Text-to-region grounding data:
----------
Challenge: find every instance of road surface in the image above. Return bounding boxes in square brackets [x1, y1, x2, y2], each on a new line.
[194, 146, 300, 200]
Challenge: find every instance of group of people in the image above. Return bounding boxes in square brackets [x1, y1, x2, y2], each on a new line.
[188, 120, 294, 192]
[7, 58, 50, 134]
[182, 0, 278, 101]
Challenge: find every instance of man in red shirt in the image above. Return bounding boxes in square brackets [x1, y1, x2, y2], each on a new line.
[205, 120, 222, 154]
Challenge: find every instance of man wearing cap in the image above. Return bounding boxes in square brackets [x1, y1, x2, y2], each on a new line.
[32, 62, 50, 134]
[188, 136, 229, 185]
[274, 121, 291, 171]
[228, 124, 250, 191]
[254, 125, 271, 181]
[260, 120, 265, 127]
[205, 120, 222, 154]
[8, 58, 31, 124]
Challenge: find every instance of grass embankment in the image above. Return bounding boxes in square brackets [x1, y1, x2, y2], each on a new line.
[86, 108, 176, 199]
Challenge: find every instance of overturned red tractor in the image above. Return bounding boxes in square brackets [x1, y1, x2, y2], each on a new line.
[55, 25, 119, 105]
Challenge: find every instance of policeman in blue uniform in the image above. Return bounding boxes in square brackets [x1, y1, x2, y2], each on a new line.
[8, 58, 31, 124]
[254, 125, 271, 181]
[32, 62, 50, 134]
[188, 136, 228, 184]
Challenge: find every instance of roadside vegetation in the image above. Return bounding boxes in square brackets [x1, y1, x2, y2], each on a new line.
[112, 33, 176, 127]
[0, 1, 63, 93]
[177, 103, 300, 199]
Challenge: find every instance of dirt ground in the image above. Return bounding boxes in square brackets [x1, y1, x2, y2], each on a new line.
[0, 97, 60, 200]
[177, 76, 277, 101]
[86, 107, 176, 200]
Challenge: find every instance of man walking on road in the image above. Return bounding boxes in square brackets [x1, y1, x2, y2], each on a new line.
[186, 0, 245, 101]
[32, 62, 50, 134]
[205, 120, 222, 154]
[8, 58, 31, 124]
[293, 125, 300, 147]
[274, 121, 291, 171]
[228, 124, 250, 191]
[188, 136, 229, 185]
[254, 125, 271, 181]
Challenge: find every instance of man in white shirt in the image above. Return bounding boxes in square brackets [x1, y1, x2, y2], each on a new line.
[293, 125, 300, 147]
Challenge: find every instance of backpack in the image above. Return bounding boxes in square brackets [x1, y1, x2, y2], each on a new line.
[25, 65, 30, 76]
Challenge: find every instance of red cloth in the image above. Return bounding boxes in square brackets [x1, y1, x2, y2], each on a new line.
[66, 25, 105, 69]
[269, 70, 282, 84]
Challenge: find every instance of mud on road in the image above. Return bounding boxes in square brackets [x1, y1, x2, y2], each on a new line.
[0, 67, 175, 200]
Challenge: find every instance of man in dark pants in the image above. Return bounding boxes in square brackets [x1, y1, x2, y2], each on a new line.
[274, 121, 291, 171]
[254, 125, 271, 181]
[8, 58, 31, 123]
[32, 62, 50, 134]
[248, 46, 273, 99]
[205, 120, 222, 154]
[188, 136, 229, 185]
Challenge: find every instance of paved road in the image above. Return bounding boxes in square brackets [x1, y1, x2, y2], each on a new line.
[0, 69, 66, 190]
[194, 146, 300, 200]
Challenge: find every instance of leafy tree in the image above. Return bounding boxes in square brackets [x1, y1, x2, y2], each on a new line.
----------
Give back each entry so that it matches the original word for word.

Response to this task →
Challenge: find every instance of road surface in the image above. Return bounding boxes in square brackets [x1, y1, x2, y2], each on a new line.
[194, 146, 300, 200]
Challenge: find every instance of group of people in the image above. Return bounding boxes in square brackets [x1, y1, x2, y2], each on a new line.
[188, 120, 294, 192]
[7, 58, 50, 134]
[182, 0, 278, 101]
Challenge: find every instance of man in red shirt in the image above. Return bounding boxes in square brackets [x1, y1, x2, y2], each on a new line.
[205, 120, 222, 154]
Challenge: find every instance of man wearing cap in the image above. Return bounding boxes in square brackets [x1, y1, x2, y2], each on a new line.
[32, 62, 50, 134]
[188, 136, 229, 185]
[274, 121, 291, 171]
[228, 124, 250, 191]
[254, 125, 271, 181]
[260, 120, 265, 127]
[205, 120, 222, 154]
[8, 58, 31, 124]
Challenge: find every instance of grass embankment in the image above. Return bounding boxes in square brackets [x1, y1, x2, y2], each on a new line.
[86, 108, 176, 199]
Challenge: find every instance of overturned red tractor in the image above. Return bounding boxes in square brackets [x1, y1, x2, y2], each on a new line.
[55, 25, 119, 105]
Challenge: find every instance of policeman in blue uniform in the image above. Return bounding boxes in square brackets [x1, y1, x2, y2], each on a new line.
[8, 58, 31, 124]
[254, 125, 271, 181]
[32, 62, 50, 134]
[188, 136, 228, 184]
Challenge: find every instance of roadside vegetation in the image above. Return bounding boxes in square brackets [x1, y1, x2, y2], each on a new line.
[112, 33, 176, 127]
[0, 1, 63, 93]
[177, 103, 300, 199]
Challenge: find every instance of dirt ground in the image above. Return bounding boxes in square brackets [x1, y1, x2, y2], each on a new line.
[0, 97, 60, 200]
[177, 76, 277, 101]
[86, 107, 176, 200]
Challenge: find every instance of man walking on road in the image above. Return bounding boxes in square brackets [x1, y1, x2, y2], each on a new line.
[186, 0, 245, 101]
[32, 62, 50, 134]
[205, 120, 222, 154]
[8, 58, 31, 124]
[293, 125, 300, 147]
[274, 121, 291, 171]
[228, 124, 250, 191]
[188, 136, 229, 185]
[254, 125, 271, 181]
Challenge: find every instance of man in white shirt in the image above. Return bounding boxes in square brackets [x1, y1, x2, y2], each on a new line.
[293, 125, 300, 147]
Challenge: find every instance of backpack in the image above. Return bounding boxes in square brackets [x1, y1, x2, y2], each on a new line.
[25, 65, 30, 76]
Challenge: find every instance of red cloth in the image above. Return bounding boxes in square brackets [x1, y1, x2, y2], each on a new line.
[66, 25, 105, 69]
[269, 70, 282, 84]
Challenge: find every instance of mud on road in the image above. Return bounding boxes in square brackets [x1, y1, x2, y2], each on a new line.
[0, 67, 175, 200]
Challenge: find every instance of man in dark pants in the image above. Return bounding boxes in square brackets [x1, y1, x2, y2], each on a new line.
[274, 121, 291, 171]
[254, 125, 271, 181]
[8, 58, 31, 123]
[32, 62, 50, 134]
[248, 46, 273, 99]
[205, 120, 222, 154]
[188, 136, 229, 185]
Challenge: find every instance of paved road in the image above. Return bounding boxes in square brackets [x1, y1, x2, y2], each on a new line.
[0, 69, 66, 190]
[194, 146, 300, 200]
Challenge: find every instance of leafy tree in the image above. Return bounding boxes in square brackets [x1, y1, x2, y2], each on a new line.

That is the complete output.